— SUPPLIED RECORDS —
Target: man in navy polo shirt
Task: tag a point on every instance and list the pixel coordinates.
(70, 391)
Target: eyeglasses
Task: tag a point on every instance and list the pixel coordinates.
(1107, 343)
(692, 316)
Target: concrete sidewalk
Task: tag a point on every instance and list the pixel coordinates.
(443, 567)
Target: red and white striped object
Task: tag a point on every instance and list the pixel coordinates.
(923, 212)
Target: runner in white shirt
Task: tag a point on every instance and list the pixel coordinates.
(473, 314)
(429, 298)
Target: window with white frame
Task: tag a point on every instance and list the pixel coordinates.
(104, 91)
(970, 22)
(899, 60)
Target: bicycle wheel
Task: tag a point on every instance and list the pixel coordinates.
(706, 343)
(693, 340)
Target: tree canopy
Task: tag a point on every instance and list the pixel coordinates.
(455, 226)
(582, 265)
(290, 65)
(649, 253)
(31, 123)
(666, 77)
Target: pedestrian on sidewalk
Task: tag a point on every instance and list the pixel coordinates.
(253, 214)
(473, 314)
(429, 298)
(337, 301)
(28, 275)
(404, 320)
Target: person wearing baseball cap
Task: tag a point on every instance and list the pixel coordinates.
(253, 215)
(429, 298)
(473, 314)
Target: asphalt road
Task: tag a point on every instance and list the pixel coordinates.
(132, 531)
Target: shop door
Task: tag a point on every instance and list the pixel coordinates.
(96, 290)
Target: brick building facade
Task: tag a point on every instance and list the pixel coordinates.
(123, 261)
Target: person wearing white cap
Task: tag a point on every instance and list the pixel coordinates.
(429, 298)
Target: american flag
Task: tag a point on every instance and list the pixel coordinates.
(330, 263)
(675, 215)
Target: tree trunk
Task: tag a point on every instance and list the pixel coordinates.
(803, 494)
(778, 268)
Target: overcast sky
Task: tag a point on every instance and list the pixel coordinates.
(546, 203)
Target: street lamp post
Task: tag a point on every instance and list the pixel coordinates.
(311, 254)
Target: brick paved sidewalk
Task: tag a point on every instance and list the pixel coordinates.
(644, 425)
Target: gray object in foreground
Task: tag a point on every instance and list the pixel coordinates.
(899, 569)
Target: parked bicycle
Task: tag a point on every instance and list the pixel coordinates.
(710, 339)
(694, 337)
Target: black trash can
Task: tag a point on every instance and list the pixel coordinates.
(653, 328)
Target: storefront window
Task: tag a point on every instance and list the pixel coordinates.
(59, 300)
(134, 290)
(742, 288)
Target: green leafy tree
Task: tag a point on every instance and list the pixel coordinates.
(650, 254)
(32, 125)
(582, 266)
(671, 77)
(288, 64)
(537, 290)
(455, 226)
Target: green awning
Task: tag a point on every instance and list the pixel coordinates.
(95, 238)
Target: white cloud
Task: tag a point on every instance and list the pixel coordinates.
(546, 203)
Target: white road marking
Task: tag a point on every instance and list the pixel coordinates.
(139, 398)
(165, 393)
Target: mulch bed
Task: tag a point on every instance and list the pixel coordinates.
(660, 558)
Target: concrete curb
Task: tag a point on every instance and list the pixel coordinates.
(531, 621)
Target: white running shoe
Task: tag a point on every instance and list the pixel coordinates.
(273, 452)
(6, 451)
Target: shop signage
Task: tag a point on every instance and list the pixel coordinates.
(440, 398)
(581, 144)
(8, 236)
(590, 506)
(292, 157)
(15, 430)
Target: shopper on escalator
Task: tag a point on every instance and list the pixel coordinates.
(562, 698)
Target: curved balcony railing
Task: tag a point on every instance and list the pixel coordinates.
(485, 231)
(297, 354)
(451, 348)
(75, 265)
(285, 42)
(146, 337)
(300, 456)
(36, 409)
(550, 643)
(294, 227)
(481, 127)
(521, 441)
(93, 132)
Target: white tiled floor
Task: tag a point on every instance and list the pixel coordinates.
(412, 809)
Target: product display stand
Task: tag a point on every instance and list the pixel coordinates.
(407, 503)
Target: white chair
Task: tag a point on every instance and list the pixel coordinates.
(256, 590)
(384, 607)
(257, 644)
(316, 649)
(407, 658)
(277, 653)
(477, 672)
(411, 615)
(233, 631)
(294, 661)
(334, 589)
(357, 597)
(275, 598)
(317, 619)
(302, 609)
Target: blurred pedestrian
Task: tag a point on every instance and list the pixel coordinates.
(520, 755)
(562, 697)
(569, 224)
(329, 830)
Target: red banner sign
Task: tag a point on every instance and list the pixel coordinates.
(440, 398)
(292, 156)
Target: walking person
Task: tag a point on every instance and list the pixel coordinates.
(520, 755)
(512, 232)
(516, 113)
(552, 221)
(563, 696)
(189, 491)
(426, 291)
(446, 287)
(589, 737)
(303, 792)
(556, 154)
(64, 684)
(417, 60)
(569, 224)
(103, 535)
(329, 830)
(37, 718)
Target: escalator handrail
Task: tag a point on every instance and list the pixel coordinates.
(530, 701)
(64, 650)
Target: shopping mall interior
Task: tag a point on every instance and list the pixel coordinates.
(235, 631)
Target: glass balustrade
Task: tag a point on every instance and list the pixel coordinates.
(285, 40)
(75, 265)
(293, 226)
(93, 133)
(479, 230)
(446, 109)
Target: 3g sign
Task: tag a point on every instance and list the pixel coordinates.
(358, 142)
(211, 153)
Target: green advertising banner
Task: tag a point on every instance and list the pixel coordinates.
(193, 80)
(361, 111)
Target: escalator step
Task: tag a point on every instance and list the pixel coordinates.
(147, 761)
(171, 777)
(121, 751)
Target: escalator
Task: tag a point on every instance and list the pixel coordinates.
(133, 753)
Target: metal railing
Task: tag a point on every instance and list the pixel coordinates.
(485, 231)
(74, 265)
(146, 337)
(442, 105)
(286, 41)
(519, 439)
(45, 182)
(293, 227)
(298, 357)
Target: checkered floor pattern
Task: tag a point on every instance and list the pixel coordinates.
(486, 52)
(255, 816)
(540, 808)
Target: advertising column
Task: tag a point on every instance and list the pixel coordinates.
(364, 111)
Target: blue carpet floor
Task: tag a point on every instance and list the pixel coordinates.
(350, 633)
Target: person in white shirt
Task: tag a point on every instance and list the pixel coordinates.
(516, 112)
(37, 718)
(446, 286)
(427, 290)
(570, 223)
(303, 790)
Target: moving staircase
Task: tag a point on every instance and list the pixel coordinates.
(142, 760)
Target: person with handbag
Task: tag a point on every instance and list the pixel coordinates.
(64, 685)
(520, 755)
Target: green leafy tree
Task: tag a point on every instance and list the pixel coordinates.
==
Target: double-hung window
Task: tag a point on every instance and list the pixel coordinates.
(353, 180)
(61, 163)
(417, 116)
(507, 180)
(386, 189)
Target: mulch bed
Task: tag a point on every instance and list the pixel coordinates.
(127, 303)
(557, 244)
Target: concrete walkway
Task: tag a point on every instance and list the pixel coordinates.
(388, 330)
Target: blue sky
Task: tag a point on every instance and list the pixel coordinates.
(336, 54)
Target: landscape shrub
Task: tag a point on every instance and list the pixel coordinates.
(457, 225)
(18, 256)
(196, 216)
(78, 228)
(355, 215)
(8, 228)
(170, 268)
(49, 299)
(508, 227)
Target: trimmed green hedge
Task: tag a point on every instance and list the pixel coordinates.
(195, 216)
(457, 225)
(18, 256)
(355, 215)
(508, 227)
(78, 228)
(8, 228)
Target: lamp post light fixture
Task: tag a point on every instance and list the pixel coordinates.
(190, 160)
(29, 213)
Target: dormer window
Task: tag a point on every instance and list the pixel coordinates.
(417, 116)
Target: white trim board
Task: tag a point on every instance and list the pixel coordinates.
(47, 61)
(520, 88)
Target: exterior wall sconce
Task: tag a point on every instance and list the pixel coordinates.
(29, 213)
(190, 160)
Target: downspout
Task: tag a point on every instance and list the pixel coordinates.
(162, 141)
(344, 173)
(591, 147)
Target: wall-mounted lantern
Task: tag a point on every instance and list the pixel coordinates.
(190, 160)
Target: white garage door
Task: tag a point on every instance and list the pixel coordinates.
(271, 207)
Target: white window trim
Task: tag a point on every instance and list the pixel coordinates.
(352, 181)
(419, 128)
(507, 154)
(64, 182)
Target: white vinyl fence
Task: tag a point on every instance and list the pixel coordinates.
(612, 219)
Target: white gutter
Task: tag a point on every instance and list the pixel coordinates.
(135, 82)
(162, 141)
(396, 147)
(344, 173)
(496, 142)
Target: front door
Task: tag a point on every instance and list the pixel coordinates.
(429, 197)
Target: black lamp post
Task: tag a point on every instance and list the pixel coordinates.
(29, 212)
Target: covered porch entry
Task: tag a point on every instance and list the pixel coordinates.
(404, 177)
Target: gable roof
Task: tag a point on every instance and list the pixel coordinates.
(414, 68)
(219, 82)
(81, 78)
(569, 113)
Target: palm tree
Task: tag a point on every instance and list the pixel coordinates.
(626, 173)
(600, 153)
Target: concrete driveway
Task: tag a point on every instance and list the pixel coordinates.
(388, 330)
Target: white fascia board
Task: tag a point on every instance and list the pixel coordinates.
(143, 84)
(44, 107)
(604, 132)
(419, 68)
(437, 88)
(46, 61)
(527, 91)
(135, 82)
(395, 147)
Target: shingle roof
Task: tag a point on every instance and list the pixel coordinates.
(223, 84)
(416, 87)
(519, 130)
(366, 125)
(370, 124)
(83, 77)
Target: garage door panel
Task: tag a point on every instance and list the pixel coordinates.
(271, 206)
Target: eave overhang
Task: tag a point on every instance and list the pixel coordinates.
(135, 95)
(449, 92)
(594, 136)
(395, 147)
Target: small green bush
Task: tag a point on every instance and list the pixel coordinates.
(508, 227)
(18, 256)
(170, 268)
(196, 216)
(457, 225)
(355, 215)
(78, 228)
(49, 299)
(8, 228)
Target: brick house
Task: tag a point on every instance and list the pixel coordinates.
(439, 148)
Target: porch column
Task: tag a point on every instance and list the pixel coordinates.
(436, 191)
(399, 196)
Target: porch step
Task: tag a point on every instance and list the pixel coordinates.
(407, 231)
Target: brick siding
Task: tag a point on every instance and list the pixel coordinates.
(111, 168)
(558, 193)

— PROBLEM TO SOLVE —
Using the records above, report each line with the string "escalator".

— SOLUTION BELOW —
Target: shopper on escalator
Target: escalator handrail
Target: escalator step
Target: escalator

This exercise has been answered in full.